**Passage provided:**
- - -
Sacralism often includes the land itself. The culture and
state are sanctified but for many religions there is a tie between the gods and
the land. Biblically speaking there's a basis for this in terms of the gods,
the now deposed elohim rulers of the nations. These thrones and principalities have
been spoiled by Christ and Satan is bound – no longer able to deceive the
nations (Matt 12.28-29, 28.18-20, Col 2.15, Rev 20.2-3).
The New Covenant epoch, the eschatologically brief period
between the First and Second Comings is a period in which the gospel goes out
to the nations. The Kingdom is universal in its claims (Already) but as all
things have not yet been put under
Christ's feet and will not until His return, there is a raging battle as it
were (1 Cor 15.24-26, Heb 2.8, Eph 6.12-13, 2 Cor 4.4, 1 Pet 5.8-10). The
forces that have allied with Satan cannot stop the spread of the gospel and its
proclamation that their rule and claims have ended – but at the same time they
are tenaciously and ferociously resisting its spread – desiring (it would seem)
to take as many souls as they can down with them.
And so in the pagan world the ancient concept of sacral lands
is retained.* Hinduism in particular also has a sacralised concept of class or
caste that is wed to its particular cosmology. When Christians or other
religious groups appear in their midst the monistic society they (like all
sacralists) would create is thrown into doubt.
And so Christians as a result face oppression and at times
overt persecution. This is tragic but to be expected. It is the course and
calling for Christians in this life.
If Christians in the West were more robust in their
resistance to this grave theological error (which dominates the Christian scene
albeit in an appropriately different form) then they too would face oppression
and persecution. The fact that Christians largely flourish in the West is no
testimony to Christendom but rather is the fruit of Enlightenment values,
Christian worldliness and compromise and in some cases a trace of the phony
veneer that was once called Christendom.**
Regardless as we see today these onetime 'blessings' can quickly
become a curse and lead to cultural implosion with both the society and the
state turning against (an already confused) Church.
I am also disturbed to note that the Indian families are
meeting with Alliance Defending Freedom or ADF – the Right-wing Evangelical
group launched by a group of Dominionists within the United States. This is not
the first time they've popped up in reports coming out of India (even the BBC
has picked this up) and I'm sorry to see them spreading their heretical and
Biblically disobedient form of Christianity to the Developing World.
It's one thing for a Christian lawyer to provide legal
assistance to someone being targeted – to confound the state's false claims,
tie their arguments in knots, bear witness and essentially shame them. But
that's not what ADF is about. They're activists and lobbyists who file
strategic lawsuits and do all they can to promote a politicised version of
Evangelicalism. This error which has all but destroyed the testimony of the
American Church has over the past few decades been exported and has borne rotten
fruit in places like the United Kingdom, China and Latin America and
increasingly the error is gaining traction in Africa and nations such as India.
- - -
**Recorded information:**
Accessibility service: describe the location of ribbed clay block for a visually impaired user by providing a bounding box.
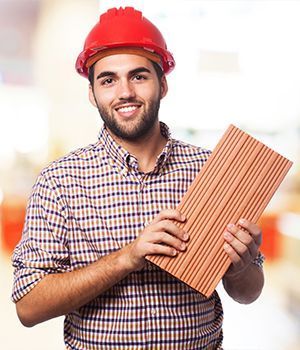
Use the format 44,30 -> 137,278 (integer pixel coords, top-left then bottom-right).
147,125 -> 292,297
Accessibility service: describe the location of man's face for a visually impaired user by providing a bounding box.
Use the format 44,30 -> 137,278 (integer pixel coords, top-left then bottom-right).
89,54 -> 167,141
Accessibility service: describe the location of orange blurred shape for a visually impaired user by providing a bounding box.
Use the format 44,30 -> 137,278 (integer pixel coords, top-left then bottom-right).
0,198 -> 26,254
258,214 -> 281,261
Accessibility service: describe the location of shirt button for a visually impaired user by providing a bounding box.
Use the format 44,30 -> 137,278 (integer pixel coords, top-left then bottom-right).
151,309 -> 157,316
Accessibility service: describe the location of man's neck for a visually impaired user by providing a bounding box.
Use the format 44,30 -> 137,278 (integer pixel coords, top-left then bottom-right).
108,123 -> 167,173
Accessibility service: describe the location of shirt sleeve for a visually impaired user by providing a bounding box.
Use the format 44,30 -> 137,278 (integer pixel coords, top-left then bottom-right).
12,175 -> 71,302
252,251 -> 265,269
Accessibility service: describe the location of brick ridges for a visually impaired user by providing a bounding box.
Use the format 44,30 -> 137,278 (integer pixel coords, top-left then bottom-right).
147,125 -> 292,297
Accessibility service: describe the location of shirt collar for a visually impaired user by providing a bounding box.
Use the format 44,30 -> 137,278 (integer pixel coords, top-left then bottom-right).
98,122 -> 173,174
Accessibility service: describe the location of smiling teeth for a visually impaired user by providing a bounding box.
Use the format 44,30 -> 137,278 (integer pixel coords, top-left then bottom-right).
119,106 -> 137,113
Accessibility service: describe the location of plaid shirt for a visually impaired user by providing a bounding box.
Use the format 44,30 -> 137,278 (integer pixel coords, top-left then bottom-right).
12,123 -> 223,350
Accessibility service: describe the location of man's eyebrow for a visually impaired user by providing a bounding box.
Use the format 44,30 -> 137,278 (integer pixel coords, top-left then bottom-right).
96,71 -> 116,79
129,67 -> 151,75
96,67 -> 151,79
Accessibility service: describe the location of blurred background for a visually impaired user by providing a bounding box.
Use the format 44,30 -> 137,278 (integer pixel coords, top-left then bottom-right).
0,0 -> 300,350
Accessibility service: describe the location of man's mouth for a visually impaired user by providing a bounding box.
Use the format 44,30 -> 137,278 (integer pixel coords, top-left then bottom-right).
115,104 -> 141,117
116,106 -> 139,113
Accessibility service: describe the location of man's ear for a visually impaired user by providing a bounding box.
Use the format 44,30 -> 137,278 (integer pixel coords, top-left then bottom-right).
89,84 -> 97,107
160,75 -> 168,99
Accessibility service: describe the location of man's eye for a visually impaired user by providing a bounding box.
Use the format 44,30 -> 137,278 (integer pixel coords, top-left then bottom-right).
101,78 -> 113,85
133,74 -> 146,80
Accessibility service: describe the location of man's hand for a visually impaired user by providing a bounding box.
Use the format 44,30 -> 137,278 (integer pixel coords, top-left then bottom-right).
224,219 -> 262,275
123,209 -> 189,271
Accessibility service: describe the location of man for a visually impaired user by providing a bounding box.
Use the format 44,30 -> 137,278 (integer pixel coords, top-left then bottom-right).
13,8 -> 263,349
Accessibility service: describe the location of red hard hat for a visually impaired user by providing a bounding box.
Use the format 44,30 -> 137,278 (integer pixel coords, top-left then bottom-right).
76,7 -> 175,77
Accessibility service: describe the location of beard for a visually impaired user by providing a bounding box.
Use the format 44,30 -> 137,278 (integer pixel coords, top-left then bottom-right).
94,95 -> 160,141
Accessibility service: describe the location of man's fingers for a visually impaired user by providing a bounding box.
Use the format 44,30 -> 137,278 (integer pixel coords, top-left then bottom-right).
224,225 -> 258,258
149,231 -> 186,251
239,219 -> 262,246
152,209 -> 186,223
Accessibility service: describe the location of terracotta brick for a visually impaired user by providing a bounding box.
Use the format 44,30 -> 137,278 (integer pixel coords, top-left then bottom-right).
147,125 -> 292,296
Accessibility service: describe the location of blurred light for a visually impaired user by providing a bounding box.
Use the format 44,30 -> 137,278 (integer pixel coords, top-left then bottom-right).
0,86 -> 48,159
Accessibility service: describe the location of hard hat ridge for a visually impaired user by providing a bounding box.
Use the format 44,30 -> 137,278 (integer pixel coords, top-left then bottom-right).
76,7 -> 175,77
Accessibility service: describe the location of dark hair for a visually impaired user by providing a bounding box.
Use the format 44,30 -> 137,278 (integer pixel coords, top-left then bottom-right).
88,61 -> 164,87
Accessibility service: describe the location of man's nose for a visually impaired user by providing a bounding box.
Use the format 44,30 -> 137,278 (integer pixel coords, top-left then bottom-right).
118,79 -> 135,100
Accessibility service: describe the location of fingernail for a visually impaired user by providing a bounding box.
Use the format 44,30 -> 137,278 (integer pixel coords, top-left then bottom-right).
224,232 -> 232,239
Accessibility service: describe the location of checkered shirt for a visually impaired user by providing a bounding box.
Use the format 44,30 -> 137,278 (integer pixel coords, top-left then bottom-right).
12,123 -> 238,350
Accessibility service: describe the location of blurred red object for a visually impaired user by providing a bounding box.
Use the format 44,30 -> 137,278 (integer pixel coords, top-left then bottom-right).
258,214 -> 281,261
0,199 -> 26,254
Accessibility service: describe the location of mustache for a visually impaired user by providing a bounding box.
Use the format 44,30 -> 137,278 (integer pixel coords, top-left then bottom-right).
113,98 -> 143,108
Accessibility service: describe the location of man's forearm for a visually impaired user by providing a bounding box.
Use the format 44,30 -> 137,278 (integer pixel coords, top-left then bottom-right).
223,263 -> 264,304
16,251 -> 131,327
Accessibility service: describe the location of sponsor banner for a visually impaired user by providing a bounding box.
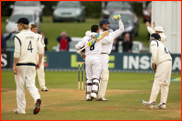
- - -
**Required task:**
Please rewrite the passage on sacralism above from "It's one thing" to "such as India.", substituting "campaigners" for "lobbyists".

**Exercise response:**
It's one thing for a Christian lawyer to provide legal
assistance to someone being targeted – to confound the state's false claims,
tie their arguments in knots, bear witness and essentially shame them. But
that's not what ADF is about. They're activists and campaigners who file
strategic lawsuits and do all they can to promote a politicised version of
Evangelicalism. This error which has all but destroyed the testimony of the
American Church has over the past few decades been exported and has borne rotten
fruit in places like the United Kingdom, China and Latin America and
increasingly the error is gaining traction in Africa and nations such as India.